* MATERIAL TO PROCESS *
§

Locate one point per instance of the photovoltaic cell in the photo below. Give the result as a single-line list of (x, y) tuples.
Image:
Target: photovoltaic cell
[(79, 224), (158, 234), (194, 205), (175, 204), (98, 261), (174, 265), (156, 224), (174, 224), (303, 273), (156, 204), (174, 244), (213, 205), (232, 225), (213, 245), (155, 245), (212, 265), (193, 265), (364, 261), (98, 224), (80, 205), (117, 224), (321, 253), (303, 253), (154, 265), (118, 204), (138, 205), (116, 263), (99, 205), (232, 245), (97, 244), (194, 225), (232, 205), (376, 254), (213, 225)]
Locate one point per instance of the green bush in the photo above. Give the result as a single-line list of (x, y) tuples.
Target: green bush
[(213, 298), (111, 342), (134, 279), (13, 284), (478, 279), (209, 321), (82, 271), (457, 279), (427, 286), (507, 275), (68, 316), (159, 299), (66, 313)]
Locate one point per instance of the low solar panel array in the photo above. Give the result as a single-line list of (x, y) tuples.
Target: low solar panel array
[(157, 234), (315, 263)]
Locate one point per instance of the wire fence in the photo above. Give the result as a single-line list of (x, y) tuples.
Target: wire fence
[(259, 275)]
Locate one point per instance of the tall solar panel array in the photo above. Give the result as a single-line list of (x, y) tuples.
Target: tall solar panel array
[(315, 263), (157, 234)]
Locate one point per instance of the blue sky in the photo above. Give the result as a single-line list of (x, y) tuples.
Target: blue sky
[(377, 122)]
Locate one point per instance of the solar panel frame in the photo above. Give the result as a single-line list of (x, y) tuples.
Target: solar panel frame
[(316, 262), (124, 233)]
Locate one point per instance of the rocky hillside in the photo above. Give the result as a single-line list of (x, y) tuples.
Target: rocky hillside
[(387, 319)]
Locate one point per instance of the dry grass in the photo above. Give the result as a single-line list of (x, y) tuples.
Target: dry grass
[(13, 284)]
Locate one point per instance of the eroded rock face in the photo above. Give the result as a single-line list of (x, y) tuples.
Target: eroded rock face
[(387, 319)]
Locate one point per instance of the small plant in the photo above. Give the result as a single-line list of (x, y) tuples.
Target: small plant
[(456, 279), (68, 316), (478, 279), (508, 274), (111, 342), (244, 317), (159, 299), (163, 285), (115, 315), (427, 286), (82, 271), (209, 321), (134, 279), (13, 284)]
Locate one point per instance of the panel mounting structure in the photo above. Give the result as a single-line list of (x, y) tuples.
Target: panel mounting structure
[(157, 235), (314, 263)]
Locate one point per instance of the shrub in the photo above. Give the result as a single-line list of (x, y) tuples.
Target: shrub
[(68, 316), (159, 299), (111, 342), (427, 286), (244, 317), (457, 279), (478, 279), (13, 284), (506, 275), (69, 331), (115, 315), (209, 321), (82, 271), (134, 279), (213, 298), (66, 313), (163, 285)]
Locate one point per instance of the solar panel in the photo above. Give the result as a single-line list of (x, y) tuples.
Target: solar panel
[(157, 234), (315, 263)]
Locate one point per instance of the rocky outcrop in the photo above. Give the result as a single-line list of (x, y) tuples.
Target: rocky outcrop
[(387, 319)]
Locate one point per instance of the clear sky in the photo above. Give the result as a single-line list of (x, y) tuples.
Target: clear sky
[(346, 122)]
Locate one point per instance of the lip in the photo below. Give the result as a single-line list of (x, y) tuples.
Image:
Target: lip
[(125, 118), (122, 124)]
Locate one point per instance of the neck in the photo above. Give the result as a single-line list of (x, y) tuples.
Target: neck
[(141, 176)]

§

* REQUEST *
Format every line of the material above as a JSON list of strings, one string per line, leaving out blank lines.

* SOLUTION TO THIS TASK *
[
  "Locate one point per instance of the photovoltaic cell in the photo below. Give the result as a single-line list of (x, y) tuples.",
  "Image:",
  "Target: photovoltaic cell",
  "[(79, 224), (158, 234), (194, 205), (175, 204), (98, 261), (174, 265), (156, 224), (174, 224), (303, 273), (156, 204), (174, 244), (213, 205), (232, 225), (213, 245), (155, 245), (212, 265), (193, 265), (364, 261), (98, 224), (80, 205), (117, 224), (321, 253), (303, 253), (154, 265), (118, 204), (138, 205), (116, 263), (99, 205), (232, 245), (97, 244), (194, 225), (232, 205), (376, 254), (213, 225)]",
  "Locate one point per instance of the green bush in the photo above. Give the result as a single-line list of (x, y) tuples.",
  "Target: green bush",
  "[(213, 298), (111, 342), (134, 279), (13, 284), (478, 279), (209, 321), (82, 271), (457, 279), (427, 286), (507, 275), (68, 316), (159, 299), (66, 313)]",
  "Locate one point per instance of the low solar panel array in the photo above. Give the result as a single-line list of (x, y) tuples.",
  "Target: low solar panel array",
  "[(157, 234), (315, 263)]",
  "Locate one point per instance of the wire fence in the photo above. Give the result as a single-line list of (x, y) tuples.",
  "Target: wire fence",
  "[(259, 275)]",
  "Locate one point per instance of the tall solar panel array in the photo above. Give the result as a single-line list of (x, y) tuples.",
  "Target: tall solar panel array",
  "[(315, 263), (157, 234)]",
  "Locate one point per instance of the blue sky in the photo above. Give the result as a single-line list of (x, y) tuples.",
  "Target: blue sky",
  "[(377, 122)]",
  "Locate one point per instance of the solar panel frame in the photo above. Give the result as a single-line list of (x, y) tuples.",
  "Target: solar panel frame",
  "[(316, 262), (124, 233)]",
  "Locate one point per instance of the rocky hillside in the photo above. Give the result as a single-line list of (x, y) tuples.",
  "Target: rocky hillside",
  "[(387, 319)]",
  "Locate one point per instance of the dry grass in the photo above. Give the result as a single-line list of (x, y) tuples.",
  "Target: dry grass",
  "[(13, 284)]",
  "Locate one point per instance of the eroded rock face in the photo above. Give the result as a single-line list of (x, y) tuples.",
  "Target: eroded rock face",
  "[(387, 319)]",
  "Locate one point per instance of the small plant in the photo above. Give the result as a single-line list of (x, y) tuples.",
  "Target: small plant",
  "[(456, 279), (68, 316), (478, 279), (508, 274), (111, 342), (244, 317), (159, 299), (163, 285), (115, 315), (427, 286), (82, 271), (209, 321), (134, 279), (13, 284)]",
  "Locate one point per instance of the panel mounting structure in the photo above. Give the result as a single-line list of (x, y) tuples.",
  "Target: panel mounting structure",
  "[(157, 235), (314, 263)]",
  "Locate one point per instance of the shrub in the photo above. Give the result as a single-line list of (x, y) tuples.",
  "Target: shrub",
  "[(68, 316), (159, 299), (111, 342), (427, 286), (244, 317), (457, 279), (478, 279), (13, 284), (506, 275), (69, 331), (115, 315), (209, 321), (82, 271), (134, 279), (213, 298), (66, 313), (163, 285)]",
  "Locate one point per instance of the solar panel in the photo above. Give the result as a single-line list of (x, y) tuples.",
  "Target: solar panel",
  "[(157, 234), (315, 263)]",
  "Locate one point per instance of the rocky outcrop in the photo above. Give the result as a single-line list of (x, y) tuples.",
  "Target: rocky outcrop",
  "[(387, 319)]",
  "Locate one point per instance of the clear sky in the photo above. Give the result as a single-line list of (x, y) tuples.",
  "Target: clear sky",
  "[(346, 122)]",
  "Locate one point per instance of the lip in the photo below. Give the result as a single-line list of (x, y) tuples.",
  "Image:",
  "Target: lip",
  "[(125, 118), (122, 124)]",
  "Locate one point per instance of the neck in the photo above. Give the result as a single-line list of (x, y) tuples.",
  "Target: neck",
  "[(141, 176)]"
]